**Excerpt:**
━━━━━━━━━━━━━━━━
|Pakistan-India Conflict Concerns U.S. Military|
Pakistan-India Conflict Concerns U.S. Military
By Linda D. Kozaryn, American Forces Press Service.
Washington D.C. -- (AFPS) May 28, 2002 -- U.S. defense officials are concerned that, because of growing tensions between India and Pakistan over Kashmir, authorities in Pakistan may divert troops from the tribal border area with Afghanistan, where al Qaeda and Taliban forces may be hiding.
"It is not helpful when their attention and some of their people have to be focused on other areas," Pentagon spokeswoman Victoria Clarke told reporters at the Pentagon this morning. "Pakistan has been enormously helpful in the border (area)," she added. "We remain hopeful that they can and will stay committed to that effort."
U.S. officials are encouraging Pakistan to remain involved in the war on terrorism as extensively as they have been, Clarke said. "That obviously is a priority for us. It is a priority for the world," she said.
Given the porous nature of the border area, U.S. officials say al Qaeda and Taliban leaders and forces may be hiding in Pakistan and a number of other countries, she said. "If we knew exactly where some of these people where, we probably would have them."
Clarke said it's hard to estimate how many enemy forces may be in an area because they "tend not to be in large groups."
The U.S. government is working at all levels to help de- escalate the India-Pakistan conflict, Clarke said. "We understand what is going on there and we're doing our best with both countries to try to bring the level of tensions down," she said.
U.S. military officials admit concern about the situation in the tribal border area, Air Force Brig. Gen. John Rosa said. "If, in fact, (Pakistani) forces move away from that border, without confirming or denying force movements, but if they do, it obviously would have some type of impact," the Joint Staff spokesman said.
━━━━━━━━━━━━━━━━
**Record set:**

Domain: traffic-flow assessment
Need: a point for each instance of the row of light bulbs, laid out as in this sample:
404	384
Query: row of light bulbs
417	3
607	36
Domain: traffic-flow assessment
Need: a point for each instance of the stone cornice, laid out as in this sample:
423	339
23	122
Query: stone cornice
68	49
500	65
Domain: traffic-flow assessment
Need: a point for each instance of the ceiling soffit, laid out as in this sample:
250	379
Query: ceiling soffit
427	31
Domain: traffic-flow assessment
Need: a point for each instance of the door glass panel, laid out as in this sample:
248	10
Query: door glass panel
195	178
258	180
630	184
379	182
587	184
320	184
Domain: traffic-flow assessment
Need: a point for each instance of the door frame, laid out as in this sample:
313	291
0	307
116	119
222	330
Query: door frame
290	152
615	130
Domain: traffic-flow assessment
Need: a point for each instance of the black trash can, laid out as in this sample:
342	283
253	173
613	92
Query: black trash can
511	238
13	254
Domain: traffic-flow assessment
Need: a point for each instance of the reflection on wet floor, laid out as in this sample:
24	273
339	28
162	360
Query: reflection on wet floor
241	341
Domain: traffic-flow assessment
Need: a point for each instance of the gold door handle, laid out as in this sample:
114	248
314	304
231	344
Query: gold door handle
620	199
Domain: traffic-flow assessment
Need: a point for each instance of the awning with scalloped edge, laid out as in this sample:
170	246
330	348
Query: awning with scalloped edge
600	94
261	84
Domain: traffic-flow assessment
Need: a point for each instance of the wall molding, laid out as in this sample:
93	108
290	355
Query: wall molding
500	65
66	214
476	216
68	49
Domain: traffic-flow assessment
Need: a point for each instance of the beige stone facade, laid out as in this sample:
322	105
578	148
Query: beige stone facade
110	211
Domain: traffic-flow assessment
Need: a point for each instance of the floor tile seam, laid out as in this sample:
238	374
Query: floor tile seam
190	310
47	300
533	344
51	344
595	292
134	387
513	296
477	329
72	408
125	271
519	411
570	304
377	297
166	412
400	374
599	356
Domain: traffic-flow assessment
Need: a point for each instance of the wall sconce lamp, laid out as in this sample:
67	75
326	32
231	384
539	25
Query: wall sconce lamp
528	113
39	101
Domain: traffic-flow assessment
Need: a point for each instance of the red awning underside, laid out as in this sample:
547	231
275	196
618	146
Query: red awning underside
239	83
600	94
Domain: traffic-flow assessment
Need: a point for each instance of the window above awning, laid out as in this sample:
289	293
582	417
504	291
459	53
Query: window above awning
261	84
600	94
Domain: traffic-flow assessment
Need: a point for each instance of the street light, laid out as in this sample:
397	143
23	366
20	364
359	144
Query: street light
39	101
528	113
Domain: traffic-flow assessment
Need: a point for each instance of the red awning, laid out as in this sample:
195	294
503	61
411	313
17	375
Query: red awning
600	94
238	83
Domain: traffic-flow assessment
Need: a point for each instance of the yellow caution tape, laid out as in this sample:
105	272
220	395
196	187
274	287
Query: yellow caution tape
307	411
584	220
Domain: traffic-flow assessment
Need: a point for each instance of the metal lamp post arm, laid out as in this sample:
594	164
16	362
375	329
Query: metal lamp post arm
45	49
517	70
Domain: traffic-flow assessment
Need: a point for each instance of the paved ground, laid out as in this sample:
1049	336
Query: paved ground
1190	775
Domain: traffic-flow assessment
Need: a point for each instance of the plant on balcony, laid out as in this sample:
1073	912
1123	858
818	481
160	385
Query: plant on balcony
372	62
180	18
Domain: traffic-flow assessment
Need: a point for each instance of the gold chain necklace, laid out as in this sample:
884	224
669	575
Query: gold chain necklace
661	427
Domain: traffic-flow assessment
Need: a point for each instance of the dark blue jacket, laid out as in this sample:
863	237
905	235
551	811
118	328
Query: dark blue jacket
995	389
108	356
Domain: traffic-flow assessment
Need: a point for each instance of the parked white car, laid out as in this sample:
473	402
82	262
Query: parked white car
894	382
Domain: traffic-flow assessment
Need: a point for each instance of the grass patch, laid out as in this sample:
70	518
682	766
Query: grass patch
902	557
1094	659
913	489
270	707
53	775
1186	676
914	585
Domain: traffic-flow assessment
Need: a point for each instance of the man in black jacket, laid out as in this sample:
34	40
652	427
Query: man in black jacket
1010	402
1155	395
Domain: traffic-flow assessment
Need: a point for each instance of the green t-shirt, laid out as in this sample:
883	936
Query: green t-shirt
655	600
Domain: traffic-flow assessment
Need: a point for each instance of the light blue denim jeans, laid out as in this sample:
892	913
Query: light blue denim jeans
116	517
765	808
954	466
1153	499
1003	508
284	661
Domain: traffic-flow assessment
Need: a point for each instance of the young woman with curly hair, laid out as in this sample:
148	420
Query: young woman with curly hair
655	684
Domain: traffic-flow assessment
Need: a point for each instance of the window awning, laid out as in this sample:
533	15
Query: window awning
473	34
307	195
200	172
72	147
━━━━━━━━━━━━━━━━
**To do:**
1) Which people are named in the article on the Pakistan-India conflict? List every one.
2) Can you copy word for word the part of the article on the Pakistan-India conflict that opens with the words "U.S. military officials" and closes with "Staff spokesman said."?

**Written answers:**
1) Linda D. Kozaryn, Victoria Clarke, John Rosa

2)
U.S. military officials admit concern about the situation in the tribal border area, Air Force Brig. Gen. John Rosa said. "If, in fact, (Pakistani) forces move away from that border, without confirming or denying force movements, but if they do, it obviously would have some type of impact," the Joint Staff spokesman said.